EXERCISE DETAILS: Please restate word for word, and with nothing added, the lines that run from the one holding "[tag] white dress" to the end of the entries below.
-------- INPUT RECORDS
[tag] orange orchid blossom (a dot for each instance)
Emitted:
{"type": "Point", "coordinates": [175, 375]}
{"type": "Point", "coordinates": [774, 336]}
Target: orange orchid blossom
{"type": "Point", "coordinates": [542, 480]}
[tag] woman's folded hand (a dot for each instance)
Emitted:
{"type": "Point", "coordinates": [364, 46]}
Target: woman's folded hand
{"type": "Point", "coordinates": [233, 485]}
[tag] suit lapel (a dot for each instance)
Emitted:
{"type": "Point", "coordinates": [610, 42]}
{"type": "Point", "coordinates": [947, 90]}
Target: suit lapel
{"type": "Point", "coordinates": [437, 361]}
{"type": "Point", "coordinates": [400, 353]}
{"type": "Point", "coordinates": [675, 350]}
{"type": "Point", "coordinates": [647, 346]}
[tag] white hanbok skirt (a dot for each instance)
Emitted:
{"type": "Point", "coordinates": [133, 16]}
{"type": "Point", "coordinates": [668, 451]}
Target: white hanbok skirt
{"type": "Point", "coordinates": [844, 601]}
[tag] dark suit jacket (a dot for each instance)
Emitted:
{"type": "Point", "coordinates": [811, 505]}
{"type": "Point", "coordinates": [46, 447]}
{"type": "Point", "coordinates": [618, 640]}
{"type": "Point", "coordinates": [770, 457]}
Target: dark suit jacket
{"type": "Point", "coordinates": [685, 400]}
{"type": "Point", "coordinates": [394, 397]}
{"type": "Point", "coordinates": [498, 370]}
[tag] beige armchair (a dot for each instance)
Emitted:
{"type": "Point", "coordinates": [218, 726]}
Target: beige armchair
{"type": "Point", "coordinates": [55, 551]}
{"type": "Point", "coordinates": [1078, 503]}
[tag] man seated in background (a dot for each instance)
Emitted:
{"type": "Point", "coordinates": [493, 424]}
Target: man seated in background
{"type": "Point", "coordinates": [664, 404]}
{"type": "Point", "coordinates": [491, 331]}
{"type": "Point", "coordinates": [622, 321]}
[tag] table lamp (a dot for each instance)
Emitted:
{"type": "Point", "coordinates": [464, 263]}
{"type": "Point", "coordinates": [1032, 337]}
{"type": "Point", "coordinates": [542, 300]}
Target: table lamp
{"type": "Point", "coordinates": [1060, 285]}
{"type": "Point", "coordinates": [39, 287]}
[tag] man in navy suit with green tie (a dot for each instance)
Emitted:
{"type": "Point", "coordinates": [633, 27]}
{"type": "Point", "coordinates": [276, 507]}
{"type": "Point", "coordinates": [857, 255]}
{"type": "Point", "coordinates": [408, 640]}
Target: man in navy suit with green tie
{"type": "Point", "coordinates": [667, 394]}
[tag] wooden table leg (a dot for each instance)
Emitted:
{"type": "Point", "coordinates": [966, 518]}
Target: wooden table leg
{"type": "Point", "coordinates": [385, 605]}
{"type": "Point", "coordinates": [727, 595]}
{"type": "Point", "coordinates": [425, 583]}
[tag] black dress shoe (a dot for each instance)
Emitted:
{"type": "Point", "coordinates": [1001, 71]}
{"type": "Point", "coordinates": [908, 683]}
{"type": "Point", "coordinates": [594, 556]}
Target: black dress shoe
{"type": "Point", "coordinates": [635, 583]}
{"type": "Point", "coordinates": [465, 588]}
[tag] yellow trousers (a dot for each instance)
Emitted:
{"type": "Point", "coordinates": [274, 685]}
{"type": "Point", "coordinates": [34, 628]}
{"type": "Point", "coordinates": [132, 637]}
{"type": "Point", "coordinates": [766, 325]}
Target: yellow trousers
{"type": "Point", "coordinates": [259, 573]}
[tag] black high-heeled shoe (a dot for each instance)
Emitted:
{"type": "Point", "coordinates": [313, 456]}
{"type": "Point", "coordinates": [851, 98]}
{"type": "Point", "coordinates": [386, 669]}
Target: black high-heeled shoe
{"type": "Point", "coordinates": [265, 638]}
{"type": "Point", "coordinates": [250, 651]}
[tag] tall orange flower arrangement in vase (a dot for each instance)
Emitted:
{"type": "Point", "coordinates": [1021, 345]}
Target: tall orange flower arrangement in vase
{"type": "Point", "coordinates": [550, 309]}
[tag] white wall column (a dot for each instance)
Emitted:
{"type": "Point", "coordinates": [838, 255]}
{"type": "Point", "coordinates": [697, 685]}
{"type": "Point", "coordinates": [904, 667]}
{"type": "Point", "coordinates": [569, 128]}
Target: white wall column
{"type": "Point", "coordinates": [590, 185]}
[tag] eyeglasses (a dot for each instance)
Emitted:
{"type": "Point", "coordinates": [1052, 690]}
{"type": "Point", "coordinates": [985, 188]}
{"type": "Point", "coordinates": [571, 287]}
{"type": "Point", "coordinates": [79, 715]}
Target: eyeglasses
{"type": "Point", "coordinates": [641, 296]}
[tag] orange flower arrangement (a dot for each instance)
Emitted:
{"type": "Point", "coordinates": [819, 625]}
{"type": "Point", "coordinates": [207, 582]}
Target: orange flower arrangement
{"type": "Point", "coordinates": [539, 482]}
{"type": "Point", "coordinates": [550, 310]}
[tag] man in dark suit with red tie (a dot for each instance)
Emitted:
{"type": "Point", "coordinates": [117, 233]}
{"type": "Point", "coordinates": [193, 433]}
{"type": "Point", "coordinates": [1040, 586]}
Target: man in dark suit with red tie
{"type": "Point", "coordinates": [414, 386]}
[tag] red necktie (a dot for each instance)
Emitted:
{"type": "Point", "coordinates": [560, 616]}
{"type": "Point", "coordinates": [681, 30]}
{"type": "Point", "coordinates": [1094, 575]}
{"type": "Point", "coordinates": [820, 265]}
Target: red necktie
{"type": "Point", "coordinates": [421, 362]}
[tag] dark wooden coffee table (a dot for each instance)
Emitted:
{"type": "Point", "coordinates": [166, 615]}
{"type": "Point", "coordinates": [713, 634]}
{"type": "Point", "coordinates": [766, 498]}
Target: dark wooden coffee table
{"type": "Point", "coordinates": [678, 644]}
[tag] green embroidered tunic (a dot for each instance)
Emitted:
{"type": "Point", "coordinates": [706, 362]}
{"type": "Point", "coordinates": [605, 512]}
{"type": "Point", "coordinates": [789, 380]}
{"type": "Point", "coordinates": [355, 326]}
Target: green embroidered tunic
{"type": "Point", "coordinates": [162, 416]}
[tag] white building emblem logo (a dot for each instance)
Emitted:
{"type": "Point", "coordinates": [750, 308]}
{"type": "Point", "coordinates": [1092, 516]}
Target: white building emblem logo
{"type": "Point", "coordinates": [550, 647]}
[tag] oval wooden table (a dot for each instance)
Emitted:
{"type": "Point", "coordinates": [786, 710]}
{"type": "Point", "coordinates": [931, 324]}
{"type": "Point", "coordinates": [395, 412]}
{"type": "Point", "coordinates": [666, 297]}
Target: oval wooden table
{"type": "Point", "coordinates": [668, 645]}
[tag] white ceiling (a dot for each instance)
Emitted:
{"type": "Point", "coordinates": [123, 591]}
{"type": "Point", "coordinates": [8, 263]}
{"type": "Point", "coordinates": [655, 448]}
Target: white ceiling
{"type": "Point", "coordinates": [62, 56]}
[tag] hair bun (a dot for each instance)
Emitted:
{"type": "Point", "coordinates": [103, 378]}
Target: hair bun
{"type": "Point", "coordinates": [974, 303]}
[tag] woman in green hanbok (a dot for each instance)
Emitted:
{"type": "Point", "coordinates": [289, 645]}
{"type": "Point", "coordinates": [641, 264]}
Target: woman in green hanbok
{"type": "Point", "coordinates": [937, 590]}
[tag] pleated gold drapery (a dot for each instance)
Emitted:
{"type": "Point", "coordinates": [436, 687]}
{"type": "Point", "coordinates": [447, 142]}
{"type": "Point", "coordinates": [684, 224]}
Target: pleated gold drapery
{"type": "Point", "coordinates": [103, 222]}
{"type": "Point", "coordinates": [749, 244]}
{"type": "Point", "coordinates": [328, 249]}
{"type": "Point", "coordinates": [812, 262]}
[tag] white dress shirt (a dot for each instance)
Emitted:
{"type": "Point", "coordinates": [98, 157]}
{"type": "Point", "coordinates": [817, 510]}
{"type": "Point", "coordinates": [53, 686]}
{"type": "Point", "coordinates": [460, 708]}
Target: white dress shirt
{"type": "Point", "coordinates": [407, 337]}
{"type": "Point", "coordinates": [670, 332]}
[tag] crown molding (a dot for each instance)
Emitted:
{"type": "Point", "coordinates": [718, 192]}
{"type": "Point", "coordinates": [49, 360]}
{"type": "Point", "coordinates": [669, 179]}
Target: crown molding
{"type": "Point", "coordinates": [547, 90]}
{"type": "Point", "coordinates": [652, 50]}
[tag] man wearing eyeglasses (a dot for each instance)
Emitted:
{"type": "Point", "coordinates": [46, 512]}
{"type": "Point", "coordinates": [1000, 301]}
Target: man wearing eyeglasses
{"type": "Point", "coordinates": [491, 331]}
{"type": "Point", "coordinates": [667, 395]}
----------------
TASK RESPONSE:
[tag] white dress shirt (a dot for each instance)
Emitted:
{"type": "Point", "coordinates": [98, 157]}
{"type": "Point", "coordinates": [817, 510]}
{"type": "Point", "coordinates": [53, 686]}
{"type": "Point", "coordinates": [460, 708]}
Target: white dress shirt
{"type": "Point", "coordinates": [407, 337]}
{"type": "Point", "coordinates": [670, 332]}
[tag] crown molding (a dot for each instance)
Emitted:
{"type": "Point", "coordinates": [718, 192]}
{"type": "Point", "coordinates": [49, 360]}
{"type": "Point", "coordinates": [669, 179]}
Target: crown molding
{"type": "Point", "coordinates": [547, 90]}
{"type": "Point", "coordinates": [652, 50]}
[tag] man wearing eyeglasses (a dot for each instance)
Emitted:
{"type": "Point", "coordinates": [46, 512]}
{"type": "Point", "coordinates": [1000, 301]}
Target: man wearing eyeglasses
{"type": "Point", "coordinates": [491, 331]}
{"type": "Point", "coordinates": [667, 395]}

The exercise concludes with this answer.